What is asked: Output each entry exactly; skip nothing.

Task material:
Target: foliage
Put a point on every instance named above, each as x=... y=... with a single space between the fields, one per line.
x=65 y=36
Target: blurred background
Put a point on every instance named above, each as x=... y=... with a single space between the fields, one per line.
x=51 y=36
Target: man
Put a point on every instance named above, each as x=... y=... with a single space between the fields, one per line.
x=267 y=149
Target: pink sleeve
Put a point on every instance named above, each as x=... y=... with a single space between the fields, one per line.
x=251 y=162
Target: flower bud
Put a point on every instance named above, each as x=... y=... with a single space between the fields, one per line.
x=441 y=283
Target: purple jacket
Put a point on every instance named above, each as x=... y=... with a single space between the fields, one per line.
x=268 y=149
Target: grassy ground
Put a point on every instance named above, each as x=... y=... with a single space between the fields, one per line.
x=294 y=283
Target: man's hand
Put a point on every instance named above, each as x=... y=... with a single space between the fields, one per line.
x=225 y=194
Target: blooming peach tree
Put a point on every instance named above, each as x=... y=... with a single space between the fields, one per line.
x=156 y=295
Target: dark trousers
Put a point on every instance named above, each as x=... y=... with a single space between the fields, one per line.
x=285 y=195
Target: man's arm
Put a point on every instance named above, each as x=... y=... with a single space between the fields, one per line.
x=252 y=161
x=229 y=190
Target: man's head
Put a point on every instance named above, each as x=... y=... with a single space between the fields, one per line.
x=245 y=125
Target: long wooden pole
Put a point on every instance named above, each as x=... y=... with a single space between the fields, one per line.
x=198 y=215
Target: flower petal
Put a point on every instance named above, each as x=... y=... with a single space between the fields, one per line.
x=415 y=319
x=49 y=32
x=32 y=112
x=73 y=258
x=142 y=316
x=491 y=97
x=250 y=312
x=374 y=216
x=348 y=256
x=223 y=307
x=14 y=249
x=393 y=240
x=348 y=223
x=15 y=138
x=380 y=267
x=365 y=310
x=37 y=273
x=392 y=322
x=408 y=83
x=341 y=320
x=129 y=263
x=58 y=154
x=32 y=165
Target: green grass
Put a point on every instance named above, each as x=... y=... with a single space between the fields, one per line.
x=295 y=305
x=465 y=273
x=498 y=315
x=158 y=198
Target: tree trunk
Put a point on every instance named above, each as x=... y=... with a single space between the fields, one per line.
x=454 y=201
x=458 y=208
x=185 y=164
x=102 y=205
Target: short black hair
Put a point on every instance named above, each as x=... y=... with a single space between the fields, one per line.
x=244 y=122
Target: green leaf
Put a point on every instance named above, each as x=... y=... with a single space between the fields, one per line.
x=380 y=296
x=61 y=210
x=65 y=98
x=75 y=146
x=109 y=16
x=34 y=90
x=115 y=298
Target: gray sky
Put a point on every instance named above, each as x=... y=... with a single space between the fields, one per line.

Expected output:
Target: foliage
Put a point on every instance named above, each as x=... y=... with a single space between the fields, one per line.
x=65 y=36
Target: blurred background
Put a point on every instance named above, each as x=... y=... with a single space between the fields, one per line.
x=51 y=36
Target: man
Put a point on every instance named above, each as x=... y=... with a single space between the fields, one per line.
x=267 y=149
Target: pink sleeve
Put a point on every instance named above, each as x=... y=... with a single space between the fields, one per line.
x=251 y=162
Target: flower bud
Put a point on every instance named above, each as x=... y=... with a single space between the fields, one per line.
x=441 y=283
Target: purple jacket
Put a point on every instance named above, each as x=... y=... with a single space between the fields, one per line.
x=268 y=149
Target: grassy ground
Put a point on every instance named above, each as x=... y=... with a single space between the fields, one per line.
x=294 y=283
Target: man's hand
Put a point on every instance named above, each as x=... y=... with a single space between the fields, one per line.
x=225 y=194
Target: blooming peach tree
Put a point on every instance named above, each as x=... y=... with a single space between the fields, one per line.
x=156 y=295
Target: dark trousers
Put a point on every instance named above, each as x=... y=... with a single space between the fields, one per line.
x=285 y=195
Target: man's arm
Put a point on every instance named above, each as x=... y=... with a single space between the fields, one per line.
x=252 y=161
x=229 y=190
Target: man's head
Put a point on every instance named above, each as x=... y=... with a single space between the fields, one per line.
x=245 y=125
Target: long wooden pole
Put a point on every instance named above, each as x=... y=... with a single space between the fields, one per line.
x=198 y=215
Target: flower petal
Put a point on every instance named above, each as x=... y=... with a single space between the fields, one per line.
x=415 y=319
x=49 y=32
x=32 y=112
x=73 y=258
x=142 y=316
x=491 y=97
x=250 y=312
x=374 y=216
x=348 y=256
x=223 y=307
x=14 y=249
x=393 y=240
x=348 y=223
x=15 y=138
x=380 y=267
x=365 y=310
x=37 y=273
x=392 y=322
x=408 y=83
x=341 y=320
x=129 y=263
x=58 y=154
x=32 y=165
Target: green grass
Put a point on every instance named above, each as x=... y=... with a single space between the fields, one per line.
x=295 y=305
x=465 y=273
x=498 y=315
x=158 y=198
Target: tree trunk
Put a point on every instance named above, each as x=... y=... with a single space between the fields, one per line.
x=454 y=201
x=458 y=208
x=185 y=164
x=102 y=205
Target: short black hair
Put a point on every instance named above, each as x=... y=... with a single space between the fields, one per line.
x=244 y=122
Target: green leaf
Put a point on every instance named above, each as x=... y=... with a single space between the fields, one per line.
x=380 y=296
x=61 y=210
x=65 y=98
x=75 y=146
x=109 y=16
x=34 y=90
x=115 y=298
Target: gray sky
Put a point on every instance named above, each as x=... y=... with a single space between the fields, one per line.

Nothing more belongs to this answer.